Summary

This RFC is to introduce a new TIR backend for AArch64 codegen for supporting target specific features, specifically SVE. Currently AArch64 specific code is generated either through a generic LLVM backend or by tensorize implementation (e.g. the MMLA Arm(R) Neon(TM) instruction), but we could see a benefit from having a more fine grained control over LLVM that targets AArch64.

Motivation

The main motivation behind this work is to introduce SVE instructions in codegen without changing IRs, scheduling primitives or TVM passes. AArch64 backend would be a good place to work around the issues in LLVM SVE code generation that have surfaced while adding support for SVE in Halide. In addition, CodegenAArch64 backend would not be limited to SVE codegen – it could be used to introduce AArch64 specific lowering where required, either for specialised use of AArch64 intrinsics or to work around limitations of LLVM.

Guide-level explanation

In comparison to the Arm(R) Neon(TM) instruction set, which uses a fixed vector length, SVE allows the developer to write vectorized code where the exact length of a vector is unknown at a compile time. That code can then run on hardware implementations with different choices of vector lengths. For hardware implementations, the only constraint for the vector length is that it has to be minimum of 128 bits and it has to be a multiple of 128 bits. Vscale is the number of sets of 128 bits that fit into the SVE vector, e.g. vscale of 4 results in a vector length of 512 bits.

The initial SVE implementation in TVM would focus on two main capabilities of SVE:

1. Vector length agnostic loops As an example, consider this vector length agnostic loop that adds two vectors with FP32 elements:

for (i = 0; i < n; i += 4 * vscale)

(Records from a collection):
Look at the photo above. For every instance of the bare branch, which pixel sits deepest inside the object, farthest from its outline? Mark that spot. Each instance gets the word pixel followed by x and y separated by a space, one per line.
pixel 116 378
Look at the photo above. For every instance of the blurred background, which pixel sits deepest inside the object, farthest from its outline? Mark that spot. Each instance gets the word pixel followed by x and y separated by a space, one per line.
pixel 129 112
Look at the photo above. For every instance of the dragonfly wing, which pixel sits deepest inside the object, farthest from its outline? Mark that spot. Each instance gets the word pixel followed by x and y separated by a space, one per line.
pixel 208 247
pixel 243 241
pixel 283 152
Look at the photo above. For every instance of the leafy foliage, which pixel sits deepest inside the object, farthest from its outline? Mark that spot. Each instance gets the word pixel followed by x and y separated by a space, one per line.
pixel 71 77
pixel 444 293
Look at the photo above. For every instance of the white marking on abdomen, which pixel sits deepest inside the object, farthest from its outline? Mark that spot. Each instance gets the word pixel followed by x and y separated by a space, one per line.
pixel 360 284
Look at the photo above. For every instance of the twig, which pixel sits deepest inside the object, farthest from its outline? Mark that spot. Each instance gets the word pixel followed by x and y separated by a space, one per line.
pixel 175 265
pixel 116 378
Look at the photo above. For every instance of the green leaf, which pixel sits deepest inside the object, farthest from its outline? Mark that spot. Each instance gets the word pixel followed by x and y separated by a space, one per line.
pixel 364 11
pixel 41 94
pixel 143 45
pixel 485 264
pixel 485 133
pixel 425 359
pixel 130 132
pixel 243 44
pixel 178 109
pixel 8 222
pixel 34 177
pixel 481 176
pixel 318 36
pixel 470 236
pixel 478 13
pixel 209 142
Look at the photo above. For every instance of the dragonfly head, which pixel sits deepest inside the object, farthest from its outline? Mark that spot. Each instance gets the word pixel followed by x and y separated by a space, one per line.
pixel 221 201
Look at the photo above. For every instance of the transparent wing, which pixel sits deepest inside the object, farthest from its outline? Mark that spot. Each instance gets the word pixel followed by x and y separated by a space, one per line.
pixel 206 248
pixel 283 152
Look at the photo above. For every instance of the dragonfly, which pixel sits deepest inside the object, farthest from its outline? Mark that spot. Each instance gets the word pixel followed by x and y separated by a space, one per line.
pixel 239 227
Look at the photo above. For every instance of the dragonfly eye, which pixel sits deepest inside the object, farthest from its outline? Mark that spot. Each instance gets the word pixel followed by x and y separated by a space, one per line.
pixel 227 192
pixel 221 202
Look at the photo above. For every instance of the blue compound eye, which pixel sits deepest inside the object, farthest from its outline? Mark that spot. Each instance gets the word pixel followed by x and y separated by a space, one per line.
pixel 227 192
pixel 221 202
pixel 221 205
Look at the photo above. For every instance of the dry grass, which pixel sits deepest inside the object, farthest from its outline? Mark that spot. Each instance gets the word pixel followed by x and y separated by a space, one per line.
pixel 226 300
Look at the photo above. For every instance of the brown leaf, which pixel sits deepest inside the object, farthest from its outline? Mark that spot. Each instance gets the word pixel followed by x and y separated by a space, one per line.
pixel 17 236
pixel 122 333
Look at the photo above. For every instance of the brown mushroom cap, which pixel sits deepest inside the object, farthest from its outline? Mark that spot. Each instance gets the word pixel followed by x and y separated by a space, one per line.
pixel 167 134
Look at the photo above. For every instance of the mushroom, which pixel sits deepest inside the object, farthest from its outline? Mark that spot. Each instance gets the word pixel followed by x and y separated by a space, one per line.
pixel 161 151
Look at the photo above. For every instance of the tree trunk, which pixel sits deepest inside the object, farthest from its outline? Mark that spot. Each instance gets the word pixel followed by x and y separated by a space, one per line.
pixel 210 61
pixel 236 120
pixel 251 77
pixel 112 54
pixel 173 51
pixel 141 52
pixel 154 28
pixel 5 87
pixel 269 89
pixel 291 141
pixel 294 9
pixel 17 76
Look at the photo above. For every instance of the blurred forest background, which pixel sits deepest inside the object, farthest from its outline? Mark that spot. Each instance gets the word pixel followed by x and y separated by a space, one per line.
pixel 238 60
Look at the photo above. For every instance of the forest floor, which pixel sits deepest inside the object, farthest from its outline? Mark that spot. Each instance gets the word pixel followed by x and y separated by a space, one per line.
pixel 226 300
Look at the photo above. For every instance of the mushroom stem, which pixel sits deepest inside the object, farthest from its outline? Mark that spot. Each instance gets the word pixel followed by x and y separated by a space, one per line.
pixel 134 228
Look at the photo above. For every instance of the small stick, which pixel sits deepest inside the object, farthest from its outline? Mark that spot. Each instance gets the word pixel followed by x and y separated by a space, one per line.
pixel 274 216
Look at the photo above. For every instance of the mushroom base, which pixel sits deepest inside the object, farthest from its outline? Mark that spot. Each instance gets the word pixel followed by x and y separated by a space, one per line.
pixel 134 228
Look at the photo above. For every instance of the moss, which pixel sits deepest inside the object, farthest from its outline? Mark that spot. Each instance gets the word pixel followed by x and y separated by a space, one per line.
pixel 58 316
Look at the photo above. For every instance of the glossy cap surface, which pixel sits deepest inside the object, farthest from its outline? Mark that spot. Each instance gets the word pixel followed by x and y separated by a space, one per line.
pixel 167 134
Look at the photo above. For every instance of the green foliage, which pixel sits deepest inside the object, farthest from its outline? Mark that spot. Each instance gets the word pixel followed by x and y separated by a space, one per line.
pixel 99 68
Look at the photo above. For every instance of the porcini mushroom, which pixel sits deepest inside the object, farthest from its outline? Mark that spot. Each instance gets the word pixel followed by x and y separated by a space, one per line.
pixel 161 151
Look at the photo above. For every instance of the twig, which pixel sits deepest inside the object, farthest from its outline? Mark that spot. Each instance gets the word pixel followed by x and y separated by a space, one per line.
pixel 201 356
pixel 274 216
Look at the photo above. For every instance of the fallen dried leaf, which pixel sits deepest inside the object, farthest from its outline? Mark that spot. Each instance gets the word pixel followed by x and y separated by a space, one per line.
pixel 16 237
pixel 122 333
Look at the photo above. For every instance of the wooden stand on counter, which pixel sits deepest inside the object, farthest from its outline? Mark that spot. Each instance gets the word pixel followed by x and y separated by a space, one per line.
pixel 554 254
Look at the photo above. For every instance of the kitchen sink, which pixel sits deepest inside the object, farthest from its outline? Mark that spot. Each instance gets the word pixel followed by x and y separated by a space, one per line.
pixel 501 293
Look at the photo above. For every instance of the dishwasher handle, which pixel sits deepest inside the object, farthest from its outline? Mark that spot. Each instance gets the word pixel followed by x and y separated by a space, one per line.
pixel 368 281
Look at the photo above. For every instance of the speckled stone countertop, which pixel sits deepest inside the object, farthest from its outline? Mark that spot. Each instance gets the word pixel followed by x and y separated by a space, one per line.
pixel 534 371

(Set task A):
Answer these questions about the SVE backend proposal:
(i) What two ways of generating AArch64 specific code does the summary name?
(ii) What constraints does the proposal give for the vector length of a hardware implementation?
(iii) What vector length results from a vscale of 4?
(Set task B):
Please repeat, word for word, everything in the SVE backend proposal from "The main motivation" down to "limitations of LLVM.".

(Exercise result A):
(i) Through a generic LLVM backend or by tensorize implementation (e.g. the MMLA Arm(R) Neon(TM) instruction).
(ii) It has to be a minimum of 128 bits and a multiple of 128 bits.
(iii) 512 bits.

(Exercise result B):
The main motivation behind this work is to introduce SVE instructions in codegen without changing IRs, scheduling primitives or TVM passes. AArch64 backend would be a good place to work around the issues in LLVM SVE code generation that have surfaced while adding support for SVE in Halide. In addition, CodegenAArch64 backend would not be limited to SVE codegen – it could be used to introduce AArch64 specific lowering where required, either for specialised use of AArch64 intrinsics or to work around limitations of LLVM.